#### Exercise details:
Set down, word for word, the part of the Pride Month piece below starting with "For those of" and going on through "for the future.".
--- Begin Passage shown ---
A fundamental question of hope

rainbow swoops on a yellow background

Once again, it’s Pride Month around the world. Unlike most such commemorative Pride Months in the recent past, however, the joyful celebrations of identity, expression, rights, and dignity that Pride signifies are now tinged with an ominous and – particularly for transgender persons – alarming recognition. The anti-LGBTQI+ pushback, well-orchestrated and exceptionally well-funded, has now arrived in cruel and often crushing force here in the United States, and increasingly in other countries as well.

For those of us involved in humanitarian response and international development, we face a moral and pragmatic inflection point that few seem yet to have grasped, and that fewer still have prepared for. Fundamentally, we now confront an inescapable challenge to our shared global commitment to equal and universal human dignity and rights as framed in the first sentence of the first article of the Universal Declaration of Human Rights: “All human beings are born free and equal in dignity and rights.”

In an increasing number of countries, and in nearly half of the states of the United States, that commitment has fallen victim to those who obstinately claim both the right and the duty to strip LGBTQI+ persons of their dignity, equality, rights, freedoms, opportunities, and – in many instances – their hopes for the future.

Consider Uganda’s recently passed draconian anti-homosexuality law, arguably the worst in the world, that criminalizes so many dimensions of LGBTQI+ reality (e.g., even punishing those who fail to report LGBTQI+ friends or family members to the authorities). That new law, which in certain instances is punishable by death, primarily targets gay men but in practice ensnares the entire LGBTQI+ community. Uganda’s law is now being seen as a template in African countries such as Kenya, Ghana, Tanzania, and possibly Zambia too. This isn’t happening by coincidence, so expect more of these pernicious laws ahead.
--- End Passage shown ---
--- Begin Data section ---
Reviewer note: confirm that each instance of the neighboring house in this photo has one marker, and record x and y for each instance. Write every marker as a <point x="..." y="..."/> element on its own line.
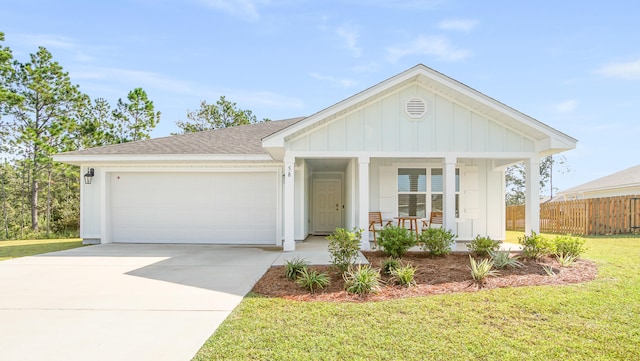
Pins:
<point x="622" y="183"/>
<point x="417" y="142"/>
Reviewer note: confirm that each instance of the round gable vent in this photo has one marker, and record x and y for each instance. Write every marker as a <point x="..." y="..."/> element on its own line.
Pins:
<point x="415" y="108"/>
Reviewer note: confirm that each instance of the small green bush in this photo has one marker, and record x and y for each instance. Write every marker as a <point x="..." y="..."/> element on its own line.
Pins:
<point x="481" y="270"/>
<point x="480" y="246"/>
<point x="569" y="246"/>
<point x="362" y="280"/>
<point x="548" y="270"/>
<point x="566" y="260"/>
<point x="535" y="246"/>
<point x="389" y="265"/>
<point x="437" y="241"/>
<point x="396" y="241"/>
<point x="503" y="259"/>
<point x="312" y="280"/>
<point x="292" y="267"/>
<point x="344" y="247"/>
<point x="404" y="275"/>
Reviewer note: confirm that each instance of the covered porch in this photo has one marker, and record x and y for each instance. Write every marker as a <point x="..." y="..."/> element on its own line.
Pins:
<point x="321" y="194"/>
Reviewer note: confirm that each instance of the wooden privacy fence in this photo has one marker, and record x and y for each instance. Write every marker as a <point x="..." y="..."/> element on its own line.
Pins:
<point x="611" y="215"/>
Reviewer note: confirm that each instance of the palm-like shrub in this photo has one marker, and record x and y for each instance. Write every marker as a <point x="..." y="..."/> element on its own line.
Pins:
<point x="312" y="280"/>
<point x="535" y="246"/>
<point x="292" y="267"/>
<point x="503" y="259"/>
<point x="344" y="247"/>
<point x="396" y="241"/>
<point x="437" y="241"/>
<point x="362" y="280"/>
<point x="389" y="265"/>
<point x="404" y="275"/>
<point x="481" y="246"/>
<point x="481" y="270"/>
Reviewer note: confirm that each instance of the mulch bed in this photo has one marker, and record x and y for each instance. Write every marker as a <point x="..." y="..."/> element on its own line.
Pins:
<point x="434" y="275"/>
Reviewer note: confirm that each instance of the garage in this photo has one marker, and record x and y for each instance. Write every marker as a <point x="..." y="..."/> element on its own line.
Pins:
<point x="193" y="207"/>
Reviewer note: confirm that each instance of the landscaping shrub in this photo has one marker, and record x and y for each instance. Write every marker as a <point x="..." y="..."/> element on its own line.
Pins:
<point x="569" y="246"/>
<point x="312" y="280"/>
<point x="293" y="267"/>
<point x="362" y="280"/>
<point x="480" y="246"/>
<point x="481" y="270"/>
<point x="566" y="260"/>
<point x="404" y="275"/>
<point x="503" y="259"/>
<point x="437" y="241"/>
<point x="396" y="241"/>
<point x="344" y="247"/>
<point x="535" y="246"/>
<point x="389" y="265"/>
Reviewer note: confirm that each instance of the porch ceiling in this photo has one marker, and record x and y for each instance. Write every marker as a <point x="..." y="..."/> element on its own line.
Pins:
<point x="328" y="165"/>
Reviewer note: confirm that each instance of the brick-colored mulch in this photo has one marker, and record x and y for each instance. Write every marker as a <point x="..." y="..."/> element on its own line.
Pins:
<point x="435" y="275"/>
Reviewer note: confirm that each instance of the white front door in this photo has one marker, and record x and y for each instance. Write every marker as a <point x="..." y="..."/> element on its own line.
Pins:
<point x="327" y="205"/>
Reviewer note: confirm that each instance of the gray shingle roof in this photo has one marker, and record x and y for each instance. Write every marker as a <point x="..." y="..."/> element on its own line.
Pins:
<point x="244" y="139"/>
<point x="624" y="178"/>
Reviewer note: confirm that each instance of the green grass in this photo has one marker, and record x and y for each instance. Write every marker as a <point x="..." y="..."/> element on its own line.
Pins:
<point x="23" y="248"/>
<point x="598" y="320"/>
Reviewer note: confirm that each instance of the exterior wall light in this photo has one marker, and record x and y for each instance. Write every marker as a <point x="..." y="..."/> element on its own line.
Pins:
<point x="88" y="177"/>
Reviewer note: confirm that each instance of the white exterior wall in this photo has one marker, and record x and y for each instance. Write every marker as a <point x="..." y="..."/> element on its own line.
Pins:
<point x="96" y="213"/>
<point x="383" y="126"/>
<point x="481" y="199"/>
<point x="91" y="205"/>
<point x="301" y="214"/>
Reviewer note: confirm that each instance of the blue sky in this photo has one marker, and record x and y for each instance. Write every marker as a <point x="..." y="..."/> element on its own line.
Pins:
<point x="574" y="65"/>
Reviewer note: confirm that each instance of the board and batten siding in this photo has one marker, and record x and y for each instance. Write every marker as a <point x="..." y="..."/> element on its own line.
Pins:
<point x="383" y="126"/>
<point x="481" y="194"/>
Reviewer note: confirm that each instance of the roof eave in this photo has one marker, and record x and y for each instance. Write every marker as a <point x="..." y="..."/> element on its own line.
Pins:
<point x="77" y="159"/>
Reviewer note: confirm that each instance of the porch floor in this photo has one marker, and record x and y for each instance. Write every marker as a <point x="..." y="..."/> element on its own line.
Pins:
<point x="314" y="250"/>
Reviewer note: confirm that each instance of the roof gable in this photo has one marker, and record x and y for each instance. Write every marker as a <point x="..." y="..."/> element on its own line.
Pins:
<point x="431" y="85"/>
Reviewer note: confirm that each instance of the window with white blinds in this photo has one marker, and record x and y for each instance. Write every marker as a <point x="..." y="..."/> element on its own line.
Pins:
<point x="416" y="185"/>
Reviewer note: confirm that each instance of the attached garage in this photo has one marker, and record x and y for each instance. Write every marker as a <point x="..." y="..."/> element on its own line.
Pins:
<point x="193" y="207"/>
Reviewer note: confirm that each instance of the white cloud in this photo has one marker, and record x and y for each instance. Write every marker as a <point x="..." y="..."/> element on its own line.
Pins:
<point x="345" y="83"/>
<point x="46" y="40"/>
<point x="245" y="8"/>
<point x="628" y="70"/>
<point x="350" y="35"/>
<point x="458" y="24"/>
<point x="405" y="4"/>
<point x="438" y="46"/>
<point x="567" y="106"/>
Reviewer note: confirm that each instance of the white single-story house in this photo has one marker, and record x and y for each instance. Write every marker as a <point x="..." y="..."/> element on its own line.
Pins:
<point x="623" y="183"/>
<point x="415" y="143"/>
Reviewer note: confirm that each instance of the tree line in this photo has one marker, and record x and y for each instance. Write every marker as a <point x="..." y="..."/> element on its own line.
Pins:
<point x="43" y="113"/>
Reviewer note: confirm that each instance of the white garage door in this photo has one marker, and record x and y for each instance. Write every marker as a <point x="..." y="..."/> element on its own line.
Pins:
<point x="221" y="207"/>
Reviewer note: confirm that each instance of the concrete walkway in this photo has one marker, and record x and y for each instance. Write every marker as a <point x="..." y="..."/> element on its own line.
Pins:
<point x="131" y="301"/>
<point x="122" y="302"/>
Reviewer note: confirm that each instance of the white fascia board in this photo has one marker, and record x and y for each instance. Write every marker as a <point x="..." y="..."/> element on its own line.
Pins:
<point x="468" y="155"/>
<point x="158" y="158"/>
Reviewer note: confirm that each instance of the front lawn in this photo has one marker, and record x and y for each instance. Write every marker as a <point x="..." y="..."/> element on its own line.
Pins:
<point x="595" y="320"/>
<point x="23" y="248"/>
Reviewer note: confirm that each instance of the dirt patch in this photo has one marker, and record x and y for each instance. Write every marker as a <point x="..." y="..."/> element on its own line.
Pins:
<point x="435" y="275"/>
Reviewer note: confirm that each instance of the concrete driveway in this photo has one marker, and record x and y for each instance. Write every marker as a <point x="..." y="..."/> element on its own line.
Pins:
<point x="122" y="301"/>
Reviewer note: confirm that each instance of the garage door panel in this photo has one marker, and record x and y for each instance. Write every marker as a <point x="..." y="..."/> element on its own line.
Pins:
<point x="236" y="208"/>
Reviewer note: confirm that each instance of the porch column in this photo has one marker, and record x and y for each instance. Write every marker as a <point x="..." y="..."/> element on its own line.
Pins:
--- End Data section ---
#### The answer:
For those of us involved in humanitarian response and international development, we face a moral and pragmatic inflection point that few seem yet to have grasped, and that fewer still have prepared for. Fundamentally, we now confront an inescapable challenge to our shared global commitment to equal and universal human dignity and rights as framed in the first sentence of the first article of the Universal Declaration of Human Rights: “All human beings are born free and equal in dignity and rights.”

In an increasing number of countries, and in nearly half of the states of the United States, that commitment has fallen victim to those who obstinately claim both the right and the duty to strip LGBTQI+ persons of their dignity, equality, rights, freedoms, opportunities, and – in many instances – their hopes for the future.